GIVEN TEXT Start Marker
KPMG - Expected strong recovery marred by medium-term risks ahead


- Robust recovery in the short-term to see UK economy return to pre-Covid level by Q1 2022, with GDP growth of 6.6% forecast for 2021 and 5.4% for 2022.

- Despite interest rates remaining low in the short term, the withdrawal of government support schemes could coincide with a significant uptick in the number of company insolvencies.

- Recovery is unlikely to be even across the UK with strongest growth expected in the West Midlands, London, and the East of England.

A combination of restrictions lifting, pent-up consumer demand, accumulated excess savings and a range of government incentives are expected to spark a strong lift-off for the UK economy this summer. This will see GDP grow by 6.6% (up from 4.6% forecast in March) in 2021 and 5.4% in 2022*, allowing the economy to reach its pre-Covid level by the first quarter of next year, according to the latest analysis in KPMG’s UK Economic Outlook.

Meanwhile, rising cost pressures and the reversal of temporary tax cuts will add to inflation this year, but the analysis shows it should moderate towards the second half of next year, and average 1.7% in 2021 and 2.1% in 2022. With spare capacity still in place, KPMG expect the Bank of England to keep interest rates on hold in the short-term in order to allow the economy to fully recover and mitigate the downside risks to the outlook.

From the onset of the pandemic, businesses have been partially shielded from insolvency both by the direct financial support on offer as well as by temporary measures suspending and relaxing insolvency procedures. So, once the temporary regime is over and businesses are forced to confront a new normal, there could be a significant uptick in the number of company insolvencies, despite interest rates remaining low in the short term. This could mean a peak of about 8,000 insolvencies around the turn of the year before numbers fall back again to around 4,000 per quarter.
GIVEN TEXT End Marker
PROVIDED MATERIAL Start Marker
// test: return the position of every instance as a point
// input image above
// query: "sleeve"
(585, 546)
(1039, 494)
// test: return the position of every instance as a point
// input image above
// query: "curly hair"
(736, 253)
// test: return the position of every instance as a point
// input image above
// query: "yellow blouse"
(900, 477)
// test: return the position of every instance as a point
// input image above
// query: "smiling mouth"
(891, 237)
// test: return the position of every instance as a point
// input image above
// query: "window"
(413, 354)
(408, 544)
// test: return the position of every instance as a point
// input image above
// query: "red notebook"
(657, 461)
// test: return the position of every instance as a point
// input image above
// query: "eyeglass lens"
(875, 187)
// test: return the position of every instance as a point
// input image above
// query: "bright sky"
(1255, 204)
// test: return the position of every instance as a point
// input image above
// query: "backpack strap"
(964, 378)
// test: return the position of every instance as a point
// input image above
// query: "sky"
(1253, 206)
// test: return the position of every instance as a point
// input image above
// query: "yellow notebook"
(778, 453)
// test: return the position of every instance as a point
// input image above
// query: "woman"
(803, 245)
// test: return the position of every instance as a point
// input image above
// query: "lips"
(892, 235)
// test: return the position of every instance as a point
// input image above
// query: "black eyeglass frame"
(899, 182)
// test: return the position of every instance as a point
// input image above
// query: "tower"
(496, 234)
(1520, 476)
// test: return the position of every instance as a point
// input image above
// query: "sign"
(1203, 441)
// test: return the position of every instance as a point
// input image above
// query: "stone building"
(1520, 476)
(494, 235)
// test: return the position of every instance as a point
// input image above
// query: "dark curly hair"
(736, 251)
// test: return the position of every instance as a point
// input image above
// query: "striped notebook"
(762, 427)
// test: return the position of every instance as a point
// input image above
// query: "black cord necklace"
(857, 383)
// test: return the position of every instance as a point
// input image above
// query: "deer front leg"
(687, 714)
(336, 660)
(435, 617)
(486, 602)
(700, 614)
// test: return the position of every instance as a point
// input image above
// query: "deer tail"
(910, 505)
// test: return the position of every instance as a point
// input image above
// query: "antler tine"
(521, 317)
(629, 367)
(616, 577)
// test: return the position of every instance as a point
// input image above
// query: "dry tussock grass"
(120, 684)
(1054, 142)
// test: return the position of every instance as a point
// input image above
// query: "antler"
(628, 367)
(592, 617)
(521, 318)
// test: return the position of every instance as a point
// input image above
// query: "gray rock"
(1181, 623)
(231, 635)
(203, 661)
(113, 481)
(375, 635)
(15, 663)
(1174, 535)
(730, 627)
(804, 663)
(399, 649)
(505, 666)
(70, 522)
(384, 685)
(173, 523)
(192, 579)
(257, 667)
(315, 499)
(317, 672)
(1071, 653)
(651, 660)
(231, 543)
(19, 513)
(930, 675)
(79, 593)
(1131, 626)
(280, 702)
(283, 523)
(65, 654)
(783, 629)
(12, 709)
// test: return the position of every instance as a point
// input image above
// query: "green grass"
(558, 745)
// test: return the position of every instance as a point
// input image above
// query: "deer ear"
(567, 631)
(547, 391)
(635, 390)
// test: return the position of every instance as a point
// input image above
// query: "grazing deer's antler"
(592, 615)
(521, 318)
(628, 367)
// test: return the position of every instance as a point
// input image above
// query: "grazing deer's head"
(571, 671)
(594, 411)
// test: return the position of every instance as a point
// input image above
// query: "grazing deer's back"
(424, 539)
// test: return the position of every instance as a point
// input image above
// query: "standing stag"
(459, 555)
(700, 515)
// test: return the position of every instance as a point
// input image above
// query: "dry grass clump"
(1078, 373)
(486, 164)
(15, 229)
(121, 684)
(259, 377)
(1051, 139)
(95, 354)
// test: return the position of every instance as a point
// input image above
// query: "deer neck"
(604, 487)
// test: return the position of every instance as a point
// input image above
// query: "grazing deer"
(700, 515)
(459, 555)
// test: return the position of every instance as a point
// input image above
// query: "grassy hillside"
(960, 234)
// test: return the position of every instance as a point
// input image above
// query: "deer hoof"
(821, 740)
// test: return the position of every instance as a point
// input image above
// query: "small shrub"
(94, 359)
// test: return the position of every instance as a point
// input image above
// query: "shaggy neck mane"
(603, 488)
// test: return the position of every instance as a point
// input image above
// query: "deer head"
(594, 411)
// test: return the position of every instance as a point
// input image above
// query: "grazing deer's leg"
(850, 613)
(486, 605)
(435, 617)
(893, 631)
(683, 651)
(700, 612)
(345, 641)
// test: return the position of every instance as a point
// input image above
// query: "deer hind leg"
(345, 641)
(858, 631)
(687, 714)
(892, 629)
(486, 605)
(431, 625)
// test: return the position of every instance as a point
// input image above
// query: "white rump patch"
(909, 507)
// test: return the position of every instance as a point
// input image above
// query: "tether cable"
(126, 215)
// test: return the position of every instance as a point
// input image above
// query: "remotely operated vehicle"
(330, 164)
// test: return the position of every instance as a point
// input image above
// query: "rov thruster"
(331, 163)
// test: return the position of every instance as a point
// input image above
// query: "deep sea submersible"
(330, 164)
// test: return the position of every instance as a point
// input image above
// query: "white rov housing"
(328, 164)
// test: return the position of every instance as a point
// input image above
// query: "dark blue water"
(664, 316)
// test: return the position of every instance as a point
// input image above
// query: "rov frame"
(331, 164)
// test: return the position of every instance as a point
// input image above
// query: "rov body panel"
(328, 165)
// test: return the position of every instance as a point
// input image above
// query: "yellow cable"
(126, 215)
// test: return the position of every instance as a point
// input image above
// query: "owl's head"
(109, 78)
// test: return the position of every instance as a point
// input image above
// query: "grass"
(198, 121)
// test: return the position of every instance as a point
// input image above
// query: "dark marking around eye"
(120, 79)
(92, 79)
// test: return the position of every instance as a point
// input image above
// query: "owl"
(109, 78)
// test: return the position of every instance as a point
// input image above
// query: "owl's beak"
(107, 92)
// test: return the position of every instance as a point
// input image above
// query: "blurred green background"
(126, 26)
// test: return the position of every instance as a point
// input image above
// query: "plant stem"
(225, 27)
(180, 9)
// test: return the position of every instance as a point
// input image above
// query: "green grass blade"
PROVIDED MATERIAL End Marker
**TO DO:**
(A) Please quote the KPMG economic outlook text from "- Recovery is" up to and including "UK Economic Outlook.".
(B) Continue the KPMG economic outlook text, starting right after its last sentence.

**RESPONSE LIST:**
(A)
- Recovery is unlikely to be even across the UK with strongest growth expected in the West Midlands, London, and the East of England.

A combination of restrictions lifting, pent-up consumer demand, accumulated excess savings and a range of government incentives are expected to spark a strong lift-off for the UK economy this summer. This will see GDP grow by 6.6% (up from 4.6% forecast in March) in 2021 and 5.4% in 2022*, allowing the economy to reach its pre-Covid level by the first quarter of next year, according to the latest analysis in KPMG’s UK Economic Outlook.

(B)
The outlook beyond the short-term paints a less strong picture, with the end of the super deduction allowance and the rise in corporate tax causing a sharp fall in business investment from 2023, while consumers readjust their spending patterns.

Yael Selfin, Chief Economist at KPMG UK, commented on the report: “As restrictions are lifted and consumers flock back, we expect a robust recovery ahead. Some sectors, such as manufacturing and construction, have already recovered most of the ground lost last year, while for others such as hospitality, the big times are now.

“But the possible emergence of new variants of the virus that are less responsive to the current vaccines is still a downside risk, albeit less severe than previously, as the economy has adapted to operating under social distancing restrictions. An expected rise in the level of insolvencies, as government support programmes are withdrawn, could also impact recovery.”